[start GIVEN DATA]
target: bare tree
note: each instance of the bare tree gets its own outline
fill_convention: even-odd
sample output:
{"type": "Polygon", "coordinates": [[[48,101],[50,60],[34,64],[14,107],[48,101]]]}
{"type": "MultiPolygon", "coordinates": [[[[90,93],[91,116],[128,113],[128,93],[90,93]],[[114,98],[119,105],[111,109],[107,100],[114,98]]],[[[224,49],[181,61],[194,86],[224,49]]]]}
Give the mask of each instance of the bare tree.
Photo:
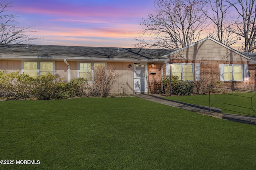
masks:
{"type": "Polygon", "coordinates": [[[156,13],[142,18],[135,47],[178,49],[198,41],[207,26],[204,5],[199,0],[156,0],[156,13]]]}
{"type": "Polygon", "coordinates": [[[227,18],[229,16],[227,15],[230,12],[229,9],[232,5],[225,4],[224,0],[206,0],[206,3],[210,6],[211,11],[208,13],[203,11],[203,12],[214,25],[213,29],[209,35],[228,46],[236,43],[239,39],[239,36],[228,31],[232,23],[227,18]]]}
{"type": "Polygon", "coordinates": [[[245,52],[256,49],[256,3],[255,0],[226,0],[236,10],[238,17],[234,18],[233,27],[229,31],[242,37],[245,52]]]}
{"type": "Polygon", "coordinates": [[[31,29],[31,26],[22,27],[14,25],[18,23],[14,20],[16,14],[6,14],[6,9],[11,3],[0,2],[0,44],[18,44],[38,39],[27,34],[34,32],[31,29]]]}

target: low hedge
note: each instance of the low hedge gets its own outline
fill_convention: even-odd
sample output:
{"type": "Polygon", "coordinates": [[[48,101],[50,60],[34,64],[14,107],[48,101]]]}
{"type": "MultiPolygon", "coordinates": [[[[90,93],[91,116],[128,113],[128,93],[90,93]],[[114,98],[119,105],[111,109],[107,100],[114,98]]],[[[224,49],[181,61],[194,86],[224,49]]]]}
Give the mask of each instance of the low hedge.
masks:
{"type": "Polygon", "coordinates": [[[76,78],[69,83],[57,81],[50,74],[30,77],[18,72],[0,71],[0,97],[50,100],[65,99],[86,95],[90,89],[86,79],[76,78]]]}

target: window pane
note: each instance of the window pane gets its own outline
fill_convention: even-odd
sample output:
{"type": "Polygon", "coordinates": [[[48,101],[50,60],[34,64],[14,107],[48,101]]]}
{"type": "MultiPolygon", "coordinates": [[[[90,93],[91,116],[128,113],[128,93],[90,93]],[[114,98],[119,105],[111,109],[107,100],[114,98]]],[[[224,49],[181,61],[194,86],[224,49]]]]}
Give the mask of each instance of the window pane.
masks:
{"type": "Polygon", "coordinates": [[[40,63],[40,71],[53,72],[53,63],[52,62],[40,63]]]}
{"type": "Polygon", "coordinates": [[[37,76],[37,72],[25,72],[24,73],[28,75],[30,77],[36,77],[37,76]]]}
{"type": "Polygon", "coordinates": [[[53,72],[40,72],[40,76],[47,76],[49,73],[53,75],[53,72]]]}
{"type": "Polygon", "coordinates": [[[80,72],[90,72],[92,71],[92,64],[80,63],[80,72]]]}
{"type": "Polygon", "coordinates": [[[234,73],[234,80],[242,80],[242,73],[236,72],[234,73]]]}
{"type": "Polygon", "coordinates": [[[24,72],[37,72],[37,62],[24,62],[24,72]]]}
{"type": "Polygon", "coordinates": [[[224,72],[224,80],[233,80],[233,78],[232,78],[232,72],[224,72]]]}
{"type": "Polygon", "coordinates": [[[232,72],[232,66],[224,65],[224,72],[232,72]]]}
{"type": "Polygon", "coordinates": [[[24,62],[24,73],[30,77],[37,76],[37,62],[24,62]]]}
{"type": "Polygon", "coordinates": [[[92,81],[92,73],[91,72],[80,72],[79,73],[79,77],[83,77],[87,79],[88,82],[92,81]]]}
{"type": "Polygon", "coordinates": [[[104,67],[105,63],[94,63],[94,67],[104,67]]]}

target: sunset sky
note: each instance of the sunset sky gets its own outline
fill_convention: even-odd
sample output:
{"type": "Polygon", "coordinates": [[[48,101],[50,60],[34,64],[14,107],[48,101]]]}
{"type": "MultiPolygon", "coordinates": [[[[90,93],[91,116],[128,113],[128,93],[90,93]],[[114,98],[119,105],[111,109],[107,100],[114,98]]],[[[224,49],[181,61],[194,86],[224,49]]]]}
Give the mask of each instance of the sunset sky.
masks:
{"type": "Polygon", "coordinates": [[[33,26],[36,44],[132,47],[154,0],[13,0],[8,12],[33,26]]]}

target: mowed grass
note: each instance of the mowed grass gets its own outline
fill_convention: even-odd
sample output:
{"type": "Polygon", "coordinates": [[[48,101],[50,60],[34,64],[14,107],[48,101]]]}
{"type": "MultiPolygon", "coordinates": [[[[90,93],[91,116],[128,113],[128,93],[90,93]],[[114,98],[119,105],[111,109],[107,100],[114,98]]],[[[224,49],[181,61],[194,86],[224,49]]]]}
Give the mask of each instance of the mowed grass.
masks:
{"type": "MultiPolygon", "coordinates": [[[[212,107],[222,109],[222,113],[256,116],[256,93],[211,94],[212,107]]],[[[172,96],[164,98],[191,104],[209,106],[208,95],[172,96]]]]}
{"type": "Polygon", "coordinates": [[[1,169],[253,169],[256,126],[136,97],[0,102],[1,169]]]}

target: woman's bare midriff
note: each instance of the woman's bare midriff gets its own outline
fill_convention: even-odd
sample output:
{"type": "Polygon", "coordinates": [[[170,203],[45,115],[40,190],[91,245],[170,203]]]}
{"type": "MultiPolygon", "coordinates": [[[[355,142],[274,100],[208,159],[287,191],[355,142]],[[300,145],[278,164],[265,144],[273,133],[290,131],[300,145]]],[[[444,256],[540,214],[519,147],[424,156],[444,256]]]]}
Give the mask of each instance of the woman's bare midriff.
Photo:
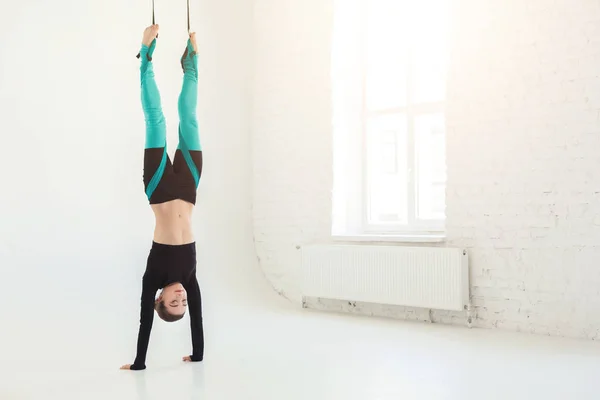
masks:
{"type": "Polygon", "coordinates": [[[194,242],[192,212],[194,206],[183,200],[152,204],[156,217],[154,241],[161,244],[181,245],[194,242]]]}

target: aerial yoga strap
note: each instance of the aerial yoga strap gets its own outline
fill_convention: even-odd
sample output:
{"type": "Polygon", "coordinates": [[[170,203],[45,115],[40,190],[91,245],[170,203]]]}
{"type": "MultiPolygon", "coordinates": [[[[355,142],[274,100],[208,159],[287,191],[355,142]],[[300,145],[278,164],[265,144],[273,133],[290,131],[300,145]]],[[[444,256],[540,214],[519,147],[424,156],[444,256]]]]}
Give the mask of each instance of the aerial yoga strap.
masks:
{"type": "MultiPolygon", "coordinates": [[[[187,14],[188,14],[188,34],[190,33],[190,0],[187,0],[187,14]]],[[[156,24],[156,18],[154,15],[154,0],[152,0],[152,25],[156,24]]],[[[156,37],[158,37],[158,35],[156,35],[156,37]]],[[[137,58],[140,58],[141,54],[138,53],[138,55],[136,56],[137,58]]],[[[150,55],[146,54],[146,57],[148,57],[148,61],[152,61],[152,57],[150,57],[150,55]]]]}

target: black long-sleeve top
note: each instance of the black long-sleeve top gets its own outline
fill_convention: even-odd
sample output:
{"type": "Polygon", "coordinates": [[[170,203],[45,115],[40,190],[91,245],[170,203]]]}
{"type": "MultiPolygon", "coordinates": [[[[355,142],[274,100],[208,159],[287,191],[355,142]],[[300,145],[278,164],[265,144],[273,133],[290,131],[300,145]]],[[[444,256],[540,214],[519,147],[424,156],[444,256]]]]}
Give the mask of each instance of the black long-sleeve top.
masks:
{"type": "Polygon", "coordinates": [[[146,353],[154,319],[156,292],[172,283],[181,283],[187,292],[192,331],[192,361],[204,358],[204,331],[202,326],[202,297],[196,278],[196,244],[164,245],[152,243],[146,271],[142,278],[140,328],[137,356],[132,370],[146,368],[146,353]]]}

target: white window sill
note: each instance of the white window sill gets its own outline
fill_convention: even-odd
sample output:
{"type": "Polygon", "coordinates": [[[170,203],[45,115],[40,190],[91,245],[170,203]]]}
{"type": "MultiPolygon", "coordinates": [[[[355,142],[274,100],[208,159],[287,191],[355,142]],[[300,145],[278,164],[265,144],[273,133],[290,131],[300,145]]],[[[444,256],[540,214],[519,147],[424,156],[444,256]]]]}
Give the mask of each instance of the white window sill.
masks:
{"type": "Polygon", "coordinates": [[[338,242],[395,242],[395,243],[441,243],[446,240],[446,235],[439,234],[389,234],[389,235],[333,235],[332,239],[338,242]]]}

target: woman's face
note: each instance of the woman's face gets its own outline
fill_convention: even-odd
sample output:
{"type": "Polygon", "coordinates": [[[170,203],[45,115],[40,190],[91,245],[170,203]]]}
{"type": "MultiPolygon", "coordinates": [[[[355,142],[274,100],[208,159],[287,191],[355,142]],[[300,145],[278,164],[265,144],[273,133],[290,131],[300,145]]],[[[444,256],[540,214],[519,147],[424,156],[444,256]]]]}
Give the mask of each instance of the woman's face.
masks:
{"type": "Polygon", "coordinates": [[[182,315],[187,309],[187,292],[181,283],[174,283],[164,288],[159,296],[169,314],[182,315]]]}

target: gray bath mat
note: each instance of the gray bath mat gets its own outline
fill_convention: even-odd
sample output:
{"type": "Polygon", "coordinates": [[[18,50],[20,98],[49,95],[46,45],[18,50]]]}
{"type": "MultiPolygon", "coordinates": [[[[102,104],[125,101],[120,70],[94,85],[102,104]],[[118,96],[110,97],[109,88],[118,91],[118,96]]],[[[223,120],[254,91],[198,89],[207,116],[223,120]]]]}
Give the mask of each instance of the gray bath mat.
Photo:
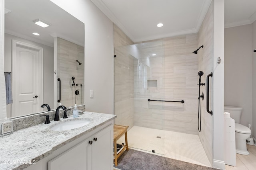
[end GIVEN DATA]
- WRITTEN INSTRUCTION -
Reproduce, word for word, every line from the one that contains "target: woman's face" through the end of the records, with both ends included. Omit the pictures from your reproduction.

- TASK ANSWER -
target: woman's face
note: each instance of the woman's face gets its own outline
fill_convention: even-odd
sample output:
{"type": "Polygon", "coordinates": [[[170,203],[45,115],[40,190],[91,245],[170,203]]]}
{"type": "MultiPolygon", "coordinates": [[[[355,142],[274,100],[208,159],[287,191],[355,142]],[[300,145],[278,164],[265,144],[273,133],[290,131],[300,145]]],[[[444,256],[540,214],[519,147],[424,156],[444,256]]]]}
Give the mask of each instance of the woman's face.
masks:
{"type": "Polygon", "coordinates": [[[182,315],[187,309],[187,292],[181,283],[174,283],[164,288],[159,296],[169,314],[182,315]]]}

target: gray bath mat
note: each instance of the gray bath mat gets its own outline
fill_convention: even-odd
sample output:
{"type": "Polygon", "coordinates": [[[18,50],[20,98],[49,95],[46,45],[18,50]]]}
{"type": "MultiPolygon", "coordinates": [[[[102,104],[125,101],[120,70],[94,85],[102,104]],[[118,96],[110,97],[109,88],[118,91],[118,96]]],[[[223,120],[254,91],[198,89],[207,116],[223,120]]]]}
Give the mask of each instance of the gray bath mat.
Photo:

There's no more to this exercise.